- _EXERCISE INSTRUCTIONS_: Rewrite the material from the line with "Task: the pointer indicates each instance of the red" up to and including the line with "[[677, 341]]", requests included, scaling every point coordinate in the answers by 2.15 and rounding to whole numbers with halves rounded up. Keep the requests and their sample coordinates unchanged.

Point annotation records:

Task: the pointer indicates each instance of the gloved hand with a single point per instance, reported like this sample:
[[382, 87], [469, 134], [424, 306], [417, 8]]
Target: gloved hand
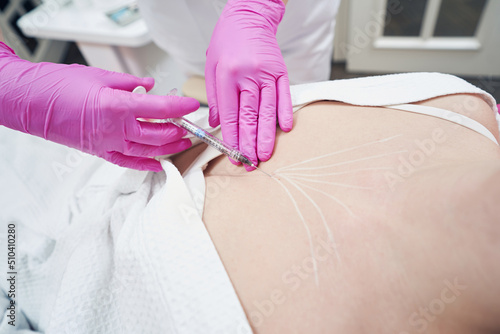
[[246, 77], [90, 109]]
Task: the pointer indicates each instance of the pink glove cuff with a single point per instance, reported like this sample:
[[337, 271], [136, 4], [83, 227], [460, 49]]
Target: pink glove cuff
[[272, 10], [5, 49]]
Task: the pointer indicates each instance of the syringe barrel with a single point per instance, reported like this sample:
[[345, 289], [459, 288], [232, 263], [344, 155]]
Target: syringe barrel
[[205, 136]]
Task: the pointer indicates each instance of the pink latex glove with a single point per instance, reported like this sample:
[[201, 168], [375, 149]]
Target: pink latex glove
[[247, 80], [90, 109]]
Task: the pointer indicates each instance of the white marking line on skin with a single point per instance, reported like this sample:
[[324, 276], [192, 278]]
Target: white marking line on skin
[[338, 152], [305, 225], [336, 173], [348, 162], [325, 224], [326, 182], [339, 202]]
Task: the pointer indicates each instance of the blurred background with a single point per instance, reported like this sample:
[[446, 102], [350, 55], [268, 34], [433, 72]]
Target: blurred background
[[460, 37]]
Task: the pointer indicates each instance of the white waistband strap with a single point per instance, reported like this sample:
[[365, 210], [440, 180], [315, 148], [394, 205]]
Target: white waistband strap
[[447, 115]]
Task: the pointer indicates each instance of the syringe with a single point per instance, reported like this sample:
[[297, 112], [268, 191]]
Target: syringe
[[205, 136]]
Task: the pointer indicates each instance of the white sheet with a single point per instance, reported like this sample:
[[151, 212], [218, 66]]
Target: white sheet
[[102, 249]]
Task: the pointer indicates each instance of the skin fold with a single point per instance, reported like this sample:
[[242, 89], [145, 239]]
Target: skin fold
[[390, 226]]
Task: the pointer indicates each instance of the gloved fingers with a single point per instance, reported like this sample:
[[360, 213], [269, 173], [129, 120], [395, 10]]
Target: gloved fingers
[[143, 150], [127, 82], [162, 107], [145, 164], [211, 86], [285, 109], [267, 122], [228, 105], [248, 123], [156, 134]]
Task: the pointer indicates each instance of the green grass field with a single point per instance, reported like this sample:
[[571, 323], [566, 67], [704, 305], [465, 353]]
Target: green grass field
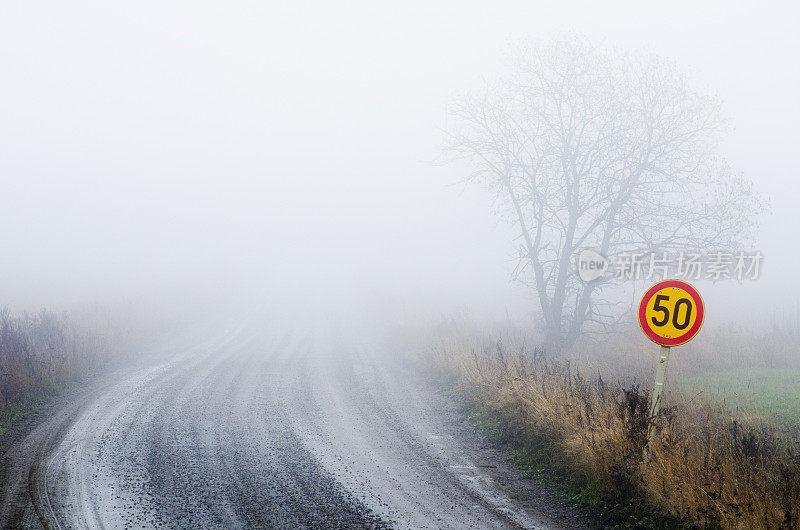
[[758, 390]]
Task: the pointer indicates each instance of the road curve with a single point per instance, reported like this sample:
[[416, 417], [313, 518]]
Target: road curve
[[297, 426]]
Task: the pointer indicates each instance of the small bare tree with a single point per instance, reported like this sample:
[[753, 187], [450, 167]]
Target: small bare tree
[[588, 148]]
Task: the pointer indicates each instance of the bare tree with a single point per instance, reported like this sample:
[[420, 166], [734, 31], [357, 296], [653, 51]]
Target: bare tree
[[586, 148]]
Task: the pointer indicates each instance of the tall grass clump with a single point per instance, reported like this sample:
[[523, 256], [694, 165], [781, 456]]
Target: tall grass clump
[[40, 352], [708, 469]]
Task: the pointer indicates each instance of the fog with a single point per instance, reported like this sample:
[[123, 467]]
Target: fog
[[194, 150]]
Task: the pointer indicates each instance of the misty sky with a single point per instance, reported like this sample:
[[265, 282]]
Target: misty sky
[[152, 147]]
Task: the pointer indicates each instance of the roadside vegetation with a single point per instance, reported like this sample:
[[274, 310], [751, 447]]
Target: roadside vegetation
[[581, 420], [41, 352]]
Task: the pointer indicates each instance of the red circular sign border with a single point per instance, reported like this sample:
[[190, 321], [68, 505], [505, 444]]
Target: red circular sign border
[[677, 341]]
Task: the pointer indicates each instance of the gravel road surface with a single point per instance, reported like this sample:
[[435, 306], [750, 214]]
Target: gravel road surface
[[281, 426]]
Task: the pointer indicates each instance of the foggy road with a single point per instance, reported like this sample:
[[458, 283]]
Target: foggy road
[[306, 426]]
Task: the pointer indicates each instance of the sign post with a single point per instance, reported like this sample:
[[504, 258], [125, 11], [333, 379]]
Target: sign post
[[671, 313]]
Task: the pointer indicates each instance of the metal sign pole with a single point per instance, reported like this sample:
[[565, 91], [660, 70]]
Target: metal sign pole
[[655, 405]]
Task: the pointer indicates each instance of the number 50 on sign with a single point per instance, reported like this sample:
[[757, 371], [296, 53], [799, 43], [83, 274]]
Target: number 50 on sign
[[671, 312]]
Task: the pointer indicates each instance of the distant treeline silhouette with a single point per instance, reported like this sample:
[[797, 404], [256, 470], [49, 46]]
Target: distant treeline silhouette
[[40, 352]]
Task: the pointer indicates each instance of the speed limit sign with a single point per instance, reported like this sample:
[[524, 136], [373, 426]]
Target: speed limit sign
[[671, 312]]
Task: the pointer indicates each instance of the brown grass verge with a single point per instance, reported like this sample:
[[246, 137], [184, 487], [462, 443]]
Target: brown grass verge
[[707, 469]]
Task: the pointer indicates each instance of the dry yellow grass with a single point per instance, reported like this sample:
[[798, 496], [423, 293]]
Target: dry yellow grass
[[707, 469]]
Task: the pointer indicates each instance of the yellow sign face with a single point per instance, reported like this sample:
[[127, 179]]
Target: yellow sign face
[[671, 312]]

- _WRITTEN ANSWER_:
Task: the pointer indicates each instance of the red circular sign border with a single point per instance, reported like this sample:
[[190, 321], [68, 505], [505, 444]]
Target: red circular sign border
[[1456, 733]]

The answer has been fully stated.